INSTRUCTIONS TO FOLLOW
All of the data that appears below is to be given again precisely as written.

Dataset entries

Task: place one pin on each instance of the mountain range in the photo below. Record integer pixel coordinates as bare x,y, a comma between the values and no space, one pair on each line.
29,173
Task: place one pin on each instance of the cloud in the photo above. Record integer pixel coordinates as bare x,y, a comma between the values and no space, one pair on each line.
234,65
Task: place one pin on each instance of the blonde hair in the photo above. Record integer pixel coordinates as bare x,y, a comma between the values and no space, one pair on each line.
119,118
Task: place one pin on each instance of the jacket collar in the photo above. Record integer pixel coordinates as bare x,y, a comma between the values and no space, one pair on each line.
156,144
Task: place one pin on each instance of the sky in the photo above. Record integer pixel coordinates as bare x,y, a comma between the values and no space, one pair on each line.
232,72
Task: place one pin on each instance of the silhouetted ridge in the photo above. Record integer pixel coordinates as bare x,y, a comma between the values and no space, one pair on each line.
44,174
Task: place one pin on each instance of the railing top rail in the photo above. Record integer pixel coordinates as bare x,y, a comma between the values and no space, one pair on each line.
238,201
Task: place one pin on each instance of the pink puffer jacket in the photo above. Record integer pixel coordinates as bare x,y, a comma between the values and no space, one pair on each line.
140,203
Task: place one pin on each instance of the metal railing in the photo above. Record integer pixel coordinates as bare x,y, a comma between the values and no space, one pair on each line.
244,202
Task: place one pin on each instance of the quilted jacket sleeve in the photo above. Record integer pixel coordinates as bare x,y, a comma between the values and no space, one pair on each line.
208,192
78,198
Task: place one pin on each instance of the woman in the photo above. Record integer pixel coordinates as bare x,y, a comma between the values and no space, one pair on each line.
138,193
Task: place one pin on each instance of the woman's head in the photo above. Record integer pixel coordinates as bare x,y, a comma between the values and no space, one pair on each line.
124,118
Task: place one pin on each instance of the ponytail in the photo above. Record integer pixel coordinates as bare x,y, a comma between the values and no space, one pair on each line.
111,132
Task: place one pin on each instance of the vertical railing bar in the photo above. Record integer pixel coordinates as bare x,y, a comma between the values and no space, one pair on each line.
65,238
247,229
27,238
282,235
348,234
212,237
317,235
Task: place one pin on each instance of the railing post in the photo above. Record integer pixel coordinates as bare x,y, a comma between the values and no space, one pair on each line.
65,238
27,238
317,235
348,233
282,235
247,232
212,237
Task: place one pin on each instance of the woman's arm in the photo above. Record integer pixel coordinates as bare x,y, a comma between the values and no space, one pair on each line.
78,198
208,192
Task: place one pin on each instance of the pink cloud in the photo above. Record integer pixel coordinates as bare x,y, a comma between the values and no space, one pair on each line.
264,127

ANSWER SECTION
Task: place one pin on each instance of the mountain range in the photo below. Record integer pixel coordinates as bare x,y, a comma between the values and no space, one pair on each line.
29,173
Task: place one pin on each instance of the cloud in the photo above. Record integer pixel coordinates as bare x,y, a comma between the values and no space, one pair on each line.
234,65
Task: place one pin on each instance of the blonde hair in the photo above. Record integer pixel coordinates as bare x,y, a comma between the values and no space, one pair on each line.
119,118
Task: place one pin on each instance of the jacket collar in the photo above. Record integer pixel coordinates as bare x,y, a comma between the values and no space, one pair on each line.
156,144
Task: place one pin on each instance of the sky in the photo above. Record integer pixel coordinates as bare x,y, a comma between the values and no space, one pair on each line.
232,72
Task: place one pin on each instance of the silhouetted ridge in the photo above. Record integer pixel coordinates as bare x,y, a comma between the values and no space, one pair on each line.
44,174
Task: place one pin on each instance of the railing top rail in the photo above. Record integer pixel coordinates as bare x,y, a comma between the values and no space, one pair on each line.
238,201
Task: place one pin on each instance of the pink puffer jacket in the photo above. Record integer pixel coordinates as bare x,y, a comma between the values and no space, one pair on each line.
140,203
Task: place one pin on each instance of the metal railing in the photo above. Record integer pixel coordinates as bare x,y, a comma between the values and no space, one pair on each line.
244,202
Task: place one pin on each instance of the quilted jacket sleeve in the photo above. Record integer pixel coordinates as bare x,y, a comma between the values and no space, one pair on each line.
208,192
78,198
Task: place one pin on each instance of the woman in the photo above. Record integer pixel coordinates as bare x,y, a comma between the values and no space, one pair on each line.
138,193
Task: place one pin on each instance of the woman's head in the photo above. Record integer pixel coordinates as bare x,y, a comma between the values and no space, one pair on each line.
124,118
Task: place one pin on each instance of the ponytail in the photo above. Record integer pixel coordinates as bare x,y, a comma between the values and no space, one pair on each line.
111,132
Task: place one pin on each instance of the vertical railing bar in the photo above. Record integer pixel coordinates as bare x,y, a comma between the values and no space, one pair on each line.
65,238
247,229
27,238
282,235
348,234
212,237
317,235
Task: place one pin on each instance of the railing post in the photo above. Record integer pixel coordinates as bare x,y, a comma between the values and no space, one pair on each line.
65,238
27,238
317,235
348,233
282,235
247,232
212,237
Task: place one pin on each instance of the woman's arm in the photo above. Record integer pixel coordinates as bare x,y, a comma between the values and no space, one pair on each line.
78,198
208,192
Task: place one pin on each instance of the pink cloud in the photo above. Record integer pixel coordinates as bare x,y, a comma between the values and no space, one pair on each line.
264,127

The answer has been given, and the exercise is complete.